The exercise asks for every line of the data to be reproduced exactly.

-- BEGIN RECORDS SHOWN --

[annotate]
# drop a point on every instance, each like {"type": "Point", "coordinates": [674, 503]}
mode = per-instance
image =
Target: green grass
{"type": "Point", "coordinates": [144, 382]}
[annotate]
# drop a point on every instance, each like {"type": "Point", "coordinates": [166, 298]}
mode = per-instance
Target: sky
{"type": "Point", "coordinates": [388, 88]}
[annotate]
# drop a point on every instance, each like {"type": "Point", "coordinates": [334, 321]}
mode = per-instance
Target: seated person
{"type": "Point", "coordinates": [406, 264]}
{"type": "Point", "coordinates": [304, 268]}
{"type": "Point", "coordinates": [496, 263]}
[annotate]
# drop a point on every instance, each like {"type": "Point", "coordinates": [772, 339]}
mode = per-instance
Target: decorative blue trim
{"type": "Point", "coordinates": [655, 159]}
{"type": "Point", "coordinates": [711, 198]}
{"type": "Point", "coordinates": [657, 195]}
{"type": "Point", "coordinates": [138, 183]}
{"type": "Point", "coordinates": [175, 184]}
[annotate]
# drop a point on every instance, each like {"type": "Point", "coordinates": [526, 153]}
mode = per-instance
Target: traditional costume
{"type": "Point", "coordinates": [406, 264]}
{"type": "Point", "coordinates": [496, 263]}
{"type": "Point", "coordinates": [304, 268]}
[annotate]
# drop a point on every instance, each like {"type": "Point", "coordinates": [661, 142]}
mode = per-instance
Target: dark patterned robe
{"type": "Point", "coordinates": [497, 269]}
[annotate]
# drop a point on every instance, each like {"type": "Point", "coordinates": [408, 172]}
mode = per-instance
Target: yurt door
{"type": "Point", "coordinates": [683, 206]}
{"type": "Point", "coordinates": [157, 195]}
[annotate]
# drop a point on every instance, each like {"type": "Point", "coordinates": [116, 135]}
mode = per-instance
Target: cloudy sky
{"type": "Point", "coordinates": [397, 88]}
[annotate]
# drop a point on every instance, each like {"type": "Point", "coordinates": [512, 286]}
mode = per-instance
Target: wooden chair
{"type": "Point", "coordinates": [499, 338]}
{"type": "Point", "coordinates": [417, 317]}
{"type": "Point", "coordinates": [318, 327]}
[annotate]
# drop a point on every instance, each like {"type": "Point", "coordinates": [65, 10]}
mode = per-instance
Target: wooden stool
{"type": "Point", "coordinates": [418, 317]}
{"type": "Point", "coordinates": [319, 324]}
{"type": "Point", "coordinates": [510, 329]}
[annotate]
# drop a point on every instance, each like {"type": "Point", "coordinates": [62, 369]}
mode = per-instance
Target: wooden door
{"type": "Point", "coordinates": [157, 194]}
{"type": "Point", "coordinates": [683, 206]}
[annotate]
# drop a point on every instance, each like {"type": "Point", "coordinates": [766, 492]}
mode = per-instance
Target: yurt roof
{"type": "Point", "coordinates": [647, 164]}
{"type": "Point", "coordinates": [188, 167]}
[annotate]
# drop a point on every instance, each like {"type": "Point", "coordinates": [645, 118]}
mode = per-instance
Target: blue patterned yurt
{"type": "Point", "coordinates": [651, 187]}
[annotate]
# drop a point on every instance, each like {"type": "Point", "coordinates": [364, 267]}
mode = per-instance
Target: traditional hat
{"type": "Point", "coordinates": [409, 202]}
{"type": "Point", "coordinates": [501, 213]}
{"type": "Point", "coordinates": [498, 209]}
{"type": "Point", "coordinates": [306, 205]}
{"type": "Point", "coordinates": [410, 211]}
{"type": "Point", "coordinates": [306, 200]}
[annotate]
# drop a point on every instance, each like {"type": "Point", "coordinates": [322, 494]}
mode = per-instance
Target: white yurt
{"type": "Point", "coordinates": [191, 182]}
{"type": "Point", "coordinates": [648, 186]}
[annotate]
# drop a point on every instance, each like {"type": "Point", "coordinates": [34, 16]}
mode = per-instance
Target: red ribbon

-- END RECORDS SHOWN --

▸ **THE REPLY**:
[annotate]
# drop a point on every instance, each like {"type": "Point", "coordinates": [674, 503]}
mode = per-instance
image =
Target: green grass
{"type": "Point", "coordinates": [144, 382]}
[annotate]
# drop a point on every instance, each like {"type": "Point", "coordinates": [166, 298]}
mode = per-instance
Target: sky
{"type": "Point", "coordinates": [388, 88]}
[annotate]
# drop a point on every instance, each like {"type": "Point", "coordinates": [334, 321]}
mode = per-instance
Target: seated person
{"type": "Point", "coordinates": [406, 264]}
{"type": "Point", "coordinates": [304, 268]}
{"type": "Point", "coordinates": [496, 263]}
[annotate]
# drop a point on every instance, each like {"type": "Point", "coordinates": [772, 339]}
mode = per-instance
Target: decorative blue trim
{"type": "Point", "coordinates": [655, 159]}
{"type": "Point", "coordinates": [711, 198]}
{"type": "Point", "coordinates": [657, 195]}
{"type": "Point", "coordinates": [138, 183]}
{"type": "Point", "coordinates": [175, 184]}
[annotate]
# drop a point on every instance, each like {"type": "Point", "coordinates": [526, 153]}
mode = per-instance
Target: traditional costume
{"type": "Point", "coordinates": [406, 264]}
{"type": "Point", "coordinates": [496, 263]}
{"type": "Point", "coordinates": [304, 268]}
[annotate]
# drop a point on every instance, each like {"type": "Point", "coordinates": [661, 142]}
mode = per-instance
Target: dark patterned robe
{"type": "Point", "coordinates": [497, 269]}
[annotate]
# drop a point on every instance, each like {"type": "Point", "coordinates": [408, 172]}
mode = per-instance
Target: yurt door
{"type": "Point", "coordinates": [683, 206]}
{"type": "Point", "coordinates": [157, 195]}
[annotate]
# drop a point on every instance, each like {"type": "Point", "coordinates": [116, 135]}
mode = per-instance
Target: cloudy sky
{"type": "Point", "coordinates": [397, 88]}
[annotate]
# drop a point on every instance, each like {"type": "Point", "coordinates": [512, 286]}
mode = per-instance
Target: wooden chair
{"type": "Point", "coordinates": [499, 338]}
{"type": "Point", "coordinates": [417, 317]}
{"type": "Point", "coordinates": [318, 327]}
[annotate]
# drop a point on every instance, each like {"type": "Point", "coordinates": [65, 10]}
mode = per-instance
Target: wooden stool
{"type": "Point", "coordinates": [418, 317]}
{"type": "Point", "coordinates": [319, 324]}
{"type": "Point", "coordinates": [510, 329]}
[annotate]
# drop a point on every instance, each like {"type": "Point", "coordinates": [62, 369]}
mode = per-instance
Target: wooden door
{"type": "Point", "coordinates": [157, 194]}
{"type": "Point", "coordinates": [683, 206]}
[annotate]
# drop a point on every instance, each like {"type": "Point", "coordinates": [766, 492]}
mode = per-instance
Target: yurt roof
{"type": "Point", "coordinates": [647, 164]}
{"type": "Point", "coordinates": [188, 167]}
[annotate]
# drop a point on every instance, each like {"type": "Point", "coordinates": [645, 118]}
mode = per-instance
Target: blue patterned yurt
{"type": "Point", "coordinates": [651, 187]}
[annotate]
# drop a point on every instance, each like {"type": "Point", "coordinates": [364, 267]}
mode = per-instance
Target: traditional hat
{"type": "Point", "coordinates": [409, 202]}
{"type": "Point", "coordinates": [501, 213]}
{"type": "Point", "coordinates": [498, 209]}
{"type": "Point", "coordinates": [306, 205]}
{"type": "Point", "coordinates": [410, 211]}
{"type": "Point", "coordinates": [306, 200]}
[annotate]
# drop a point on every instance, each like {"type": "Point", "coordinates": [322, 494]}
mode = per-instance
Target: white yurt
{"type": "Point", "coordinates": [191, 182]}
{"type": "Point", "coordinates": [648, 186]}
[annotate]
# drop a point on every instance, each like {"type": "Point", "coordinates": [34, 16]}
mode = per-instance
Target: red ribbon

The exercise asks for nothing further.